Testo fornito
============

Nei tuoi romanzi c'è New York, la città dove vivi. Pensi che ispiri ancora artisti e scrittori?
Suppongo rimarrà sempre una forte fonte d’ispirazione, perché è comunque la città dove affluiscono tutti i popoli del mondo, dandole mille volti.
Il tuo ultimo romanzo, che ancora deve essere pubblicato, è invece ambientato in Sicilia, a Sciacca. Come sono nate le sue pagine?
Il mistero della morte è un’idea ricorrente sin da quando ero bambina. Quando capita di parlarne, sono quasi tutti convinti che il modo migliore di andarsene sia nel sonno. Ma siamo proprio convinti che il mondo onirico possa veramente estraniarci e, in qualche modo, proteggerci da un momento così delicato e fondamentale della vita? Ho fantasticato sugli scenari possibili del viaggio verso la morte. La protagonista è una nobildonna in età avanzata che va a riposare dopo aver pranzato, sperando di sentirsi meglio al risveglio. Avevo bisogno di una scenografia intima. Pochi elementi semplici e fondamentali, come solo la natura può dare. E così sono arrivata su una spiaggia di Sciacca. È la descrizione di un sogno lungo quanto le memorie di una vita e le incognite di un momento del tutto nuovo, sospeso tra dimensioni.
Ispirazione o tecnica. Cosa conta nella scrittura?
Entrambe. La prima fa parte della quotidianità, ma solo per chi, oltre a dimenarsi nella vita, trova anche il tempo di fermarsi a farsi delle domande e a osservare. La seconda aiuta a modellare quello che è già dentro lo scrittore, e che non si può acquisire semplicemente frequentando un corso. Narratori si nasce.

La scrittrice Renata Bovara (Foto: Renato Zacchia)
Quali sono le letture che ti hanno formato da giovane e quelle che oggi ti appassionano?
Sono tante le fonti da cui si attinge. Da giovane contava più la trama che lo stile. C’è la curiosità di chi sta scoprendo il mondo. Valevano quindi sia le cronache o le testimonianze dei giorni di allora nella città in cui sono nata, Milano, sia le storie dove il tempo si fermava in una dimensione completamente diversa, tipo I malavoglia, di Verga. Ho sempre amato le biografie, specialmente di compositori di musica classica e artisti. La storia. Tra i libri che mi sono rimasti dentro, Il tempo degli assassini (Henry Miller), L’insostenibile leggerezza dell’essere (Kundera), Jane Eyre (Charlotte Bronte), L’amante (Marguerite Duras), La marchesa (George Sand), L’amore ai tempi del colera (Marquez), Lettera a un bambino mai nato (Oriana Fallacci), Le affinità elettive (Goethe), Il tè nel deserto (Paul Bowles), Nausea (Jean Paul Satre), L’amante di Lady Chatterly (D.H. Lawrence), e le short-stories di Jorge Louis Borges.

============

Dati forniti
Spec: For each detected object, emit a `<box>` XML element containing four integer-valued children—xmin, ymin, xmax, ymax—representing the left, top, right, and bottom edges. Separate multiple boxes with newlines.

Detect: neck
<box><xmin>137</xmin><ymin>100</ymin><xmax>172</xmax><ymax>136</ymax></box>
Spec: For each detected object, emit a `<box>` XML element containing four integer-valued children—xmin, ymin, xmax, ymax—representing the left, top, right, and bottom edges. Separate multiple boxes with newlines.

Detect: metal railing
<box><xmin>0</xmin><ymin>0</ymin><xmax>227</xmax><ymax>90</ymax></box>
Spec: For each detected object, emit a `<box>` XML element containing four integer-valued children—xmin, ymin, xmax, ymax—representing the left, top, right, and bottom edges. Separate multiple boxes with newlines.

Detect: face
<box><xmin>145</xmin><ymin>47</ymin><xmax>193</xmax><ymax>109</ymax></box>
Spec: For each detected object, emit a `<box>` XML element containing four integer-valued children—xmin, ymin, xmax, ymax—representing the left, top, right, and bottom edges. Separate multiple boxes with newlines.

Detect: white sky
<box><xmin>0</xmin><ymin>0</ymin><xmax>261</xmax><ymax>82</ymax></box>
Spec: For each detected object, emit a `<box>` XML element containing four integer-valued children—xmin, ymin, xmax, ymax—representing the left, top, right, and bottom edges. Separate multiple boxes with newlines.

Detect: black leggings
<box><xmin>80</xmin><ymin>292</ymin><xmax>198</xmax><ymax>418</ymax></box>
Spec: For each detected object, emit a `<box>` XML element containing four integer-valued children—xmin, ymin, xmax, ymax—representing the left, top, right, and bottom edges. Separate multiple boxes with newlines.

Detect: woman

============

Serie di esercizi
1 – Come riassumeresti in due frasi l'intervista sulla scrittura?
2 – Puoi riprodurre fedelmente tutte le righe dei record, dalla prima all'ultima, senza cambiare nulla?
Il testo e i record non hanno alcun legame tra loro.

Risultati dell'esercizio
1 – Nell'intervista si parla di New York, città che resterà sempre una forte fonte d'ispirazione, e dell'ultimo romanzo, non ancora pubblicato, ambientato su una spiaggia di Sciacca e incentrato sul sogno di una nobildonna anziana che va a riposare dopo pranzo, immaginato come viaggio verso la morte. Si afferma poi che nella scrittura contano sia l'ispirazione sia la tecnica e che narratori si nasce, e si ricordano le letture che hanno formato e quelle rimaste dentro, dalle cronache di Milano a I malavoglia, dalle biografie a numerosi romanzi.

2 –
Spec: For each detected object, emit a `<box>` XML element containing four integer-valued children—xmin, ymin, xmax, ymax—representing the left, top, right, and bottom edges. Separate multiple boxes with newlines.

Detect: neck
<box><xmin>137</xmin><ymin>100</ymin><xmax>172</xmax><ymax>136</ymax></box>
Spec: For each detected object, emit a `<box>` XML element containing four integer-valued children—xmin, ymin, xmax, ymax—representing the left, top, right, and bottom edges. Separate multiple boxes with newlines.

Detect: metal railing
<box><xmin>0</xmin><ymin>0</ymin><xmax>227</xmax><ymax>90</ymax></box>
Spec: For each detected object, emit a `<box>` XML element containing four integer-valued children—xmin, ymin, xmax, ymax—representing the left, top, right, and bottom edges. Separate multiple boxes with newlines.

Detect: face
<box><xmin>145</xmin><ymin>47</ymin><xmax>193</xmax><ymax>109</ymax></box>
Spec: For each detected object, emit a `<box>` XML element containing four integer-valued children—xmin, ymin, xmax, ymax—representing the left, top, right, and bottom edges. Separate multiple boxes with newlines.

Detect: white sky
<box><xmin>0</xmin><ymin>0</ymin><xmax>261</xmax><ymax>82</ymax></box>
Spec: For each detected object, emit a `<box>` XML element containing four integer-valued children—xmin, ymin, xmax, ymax—representing the left, top, right, and bottom edges. Separate multiple boxes with newlines.

Detect: black leggings
<box><xmin>80</xmin><ymin>292</ymin><xmax>198</xmax><ymax>418</ymax></box>
Spec: For each detected object, emit a `<box>` XML element containing four integer-valued children—xmin, ymin, xmax, ymax—representing the left, top, right, and bottom edges. Separate multiple boxes with newlines.

Detect: woman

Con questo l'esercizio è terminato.